_GIVEN TEXT_.

——————

Background: Burn injury still has a high attributable mortality. The elevated mortality rate of severe burns is still concerning. Hepatic inflammation and injury are common after burns and are associated with poor outcomes. Necroptosis is a programmed cell death linked with inflammation. Thus, assessing necroptotic pathways in the liver can lead to new therapeutic modalities to improve mortality after severe burns.
Methods: Mice underwent 15% total body surface area burn or sham injury. Three hours after burn, the mice were euthanized to collect blood and livers. Histology, injury markers, genes expression, and tissue protein levels were compared between groups.
Results: Compared with sham, burned mice had heightened liver inflammatory cell infiltration and edema. Serum aspartate aminotransferase and alanine aminotransferase were increased by 4.9- and 3.4-fold, respectively, in burned mice relative to sham (p < 0.05). Expression of tumor necrosis factor α, interleukin-6, interleukin-1β, and CXCL1 (KC) genes were elevated in livers of burned mice by 10-, 86-, 10-, and 828-fold, respectively, compared with sham (p < 0.05). Expression of necroptotic genes, namely, receptor-interacting protein kinases 1 and 3, and mixed lineage kinase domain-like in livers of burned mice were increased by 10-, 13-, and 4.5-fold, respectively, relative to sham (p < 0.05). Receptor-interacting protein kinase 1 and phosphorylated mixed lineage kinase domain-like protein levels measured by Western-blot in livers after burn injury were elevated by 22- and 17-fold, respectively, compared with sham (p < 0.05).
Conclusion: Liver damage occurs early after burns in mice and is associated with elevation of proinflammatory cytokines, chemokine, and proteins involved in the necroptotic pathway. This study suggests that necroptosis plays a role in the pathogenesis of liver failure secondary to burn injury.

——————

_RAW DATA_.
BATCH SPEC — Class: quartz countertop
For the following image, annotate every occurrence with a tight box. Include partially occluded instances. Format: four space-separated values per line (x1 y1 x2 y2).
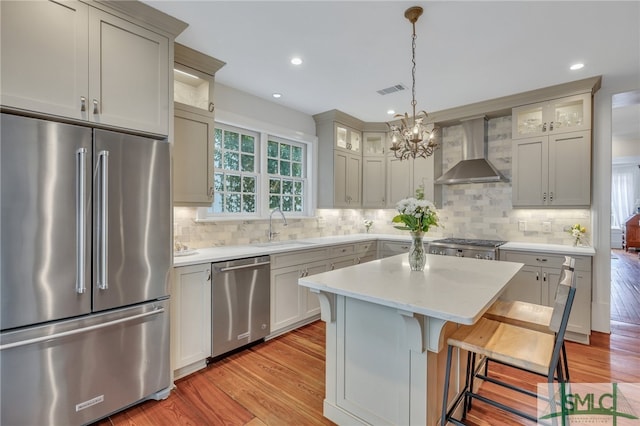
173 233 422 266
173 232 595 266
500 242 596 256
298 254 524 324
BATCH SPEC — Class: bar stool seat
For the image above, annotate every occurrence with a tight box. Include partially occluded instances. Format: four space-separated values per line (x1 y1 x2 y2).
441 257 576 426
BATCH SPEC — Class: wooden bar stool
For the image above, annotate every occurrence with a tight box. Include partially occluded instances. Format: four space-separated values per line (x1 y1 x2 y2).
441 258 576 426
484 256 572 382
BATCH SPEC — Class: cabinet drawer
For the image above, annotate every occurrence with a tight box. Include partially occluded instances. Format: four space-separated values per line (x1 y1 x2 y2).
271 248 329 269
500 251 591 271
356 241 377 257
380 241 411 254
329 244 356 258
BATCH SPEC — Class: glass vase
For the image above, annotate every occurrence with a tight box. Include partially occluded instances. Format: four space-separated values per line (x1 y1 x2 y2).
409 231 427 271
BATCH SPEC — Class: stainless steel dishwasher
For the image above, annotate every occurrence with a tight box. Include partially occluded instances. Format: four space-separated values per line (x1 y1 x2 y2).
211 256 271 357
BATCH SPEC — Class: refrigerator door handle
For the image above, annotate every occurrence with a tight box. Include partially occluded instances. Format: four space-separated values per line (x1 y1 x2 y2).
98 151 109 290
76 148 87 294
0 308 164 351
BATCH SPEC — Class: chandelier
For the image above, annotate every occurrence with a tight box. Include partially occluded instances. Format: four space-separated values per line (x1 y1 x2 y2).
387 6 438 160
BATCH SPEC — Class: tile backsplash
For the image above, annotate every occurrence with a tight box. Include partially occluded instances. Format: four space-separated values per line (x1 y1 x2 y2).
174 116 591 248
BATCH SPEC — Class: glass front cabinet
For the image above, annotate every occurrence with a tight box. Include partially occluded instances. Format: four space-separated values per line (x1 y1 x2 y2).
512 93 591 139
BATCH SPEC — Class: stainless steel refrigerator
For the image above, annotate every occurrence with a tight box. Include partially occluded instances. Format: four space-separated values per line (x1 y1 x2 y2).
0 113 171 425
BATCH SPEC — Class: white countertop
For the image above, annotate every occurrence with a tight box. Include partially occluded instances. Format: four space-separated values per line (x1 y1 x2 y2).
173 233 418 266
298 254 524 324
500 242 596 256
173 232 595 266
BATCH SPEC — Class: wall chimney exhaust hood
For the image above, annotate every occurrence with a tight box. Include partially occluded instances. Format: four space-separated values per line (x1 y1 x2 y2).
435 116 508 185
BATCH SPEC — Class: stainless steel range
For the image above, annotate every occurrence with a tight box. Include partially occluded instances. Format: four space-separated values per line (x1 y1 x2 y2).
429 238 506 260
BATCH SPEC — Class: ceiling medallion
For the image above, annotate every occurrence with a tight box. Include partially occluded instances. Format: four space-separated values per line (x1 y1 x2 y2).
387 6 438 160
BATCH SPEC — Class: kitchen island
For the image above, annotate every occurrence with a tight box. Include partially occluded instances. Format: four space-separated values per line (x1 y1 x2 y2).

——————

_WORK REQUEST 1_. According to the abstract on burns and liver necroptosis, by how much did serum alanine aminotransferase rise in burned mice compared with sham?
_WORK REQUEST 2_. Extract the stretch of the abstract on burns and liver necroptosis from "Methods: Mice underwent" through "compared between groups.".

_EXERCISE ANSWER 1_. It rose 3.4-fold.

_EXERCISE ANSWER 2_.
Methods: Mice underwent 15% total body surface area burn or sham injury. Three hours after burn, the mice were euthanized to collect blood and livers. Histology, injury markers, genes expression, and tissue protein levels were compared between groups.